» WORK REQUEST
The response should consist of the records that follow, printed exactly.

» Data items
○ ○ ○

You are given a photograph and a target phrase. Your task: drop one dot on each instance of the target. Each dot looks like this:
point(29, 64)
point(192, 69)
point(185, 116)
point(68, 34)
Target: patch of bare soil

○ ○ ○

» EXERCISE SOLUTION
You are given a photograph and a target phrase. Your task: drop one dot on each instance of the target. Each dot looks like this:
point(29, 64)
point(192, 69)
point(185, 116)
point(68, 34)
Target: patch of bare soil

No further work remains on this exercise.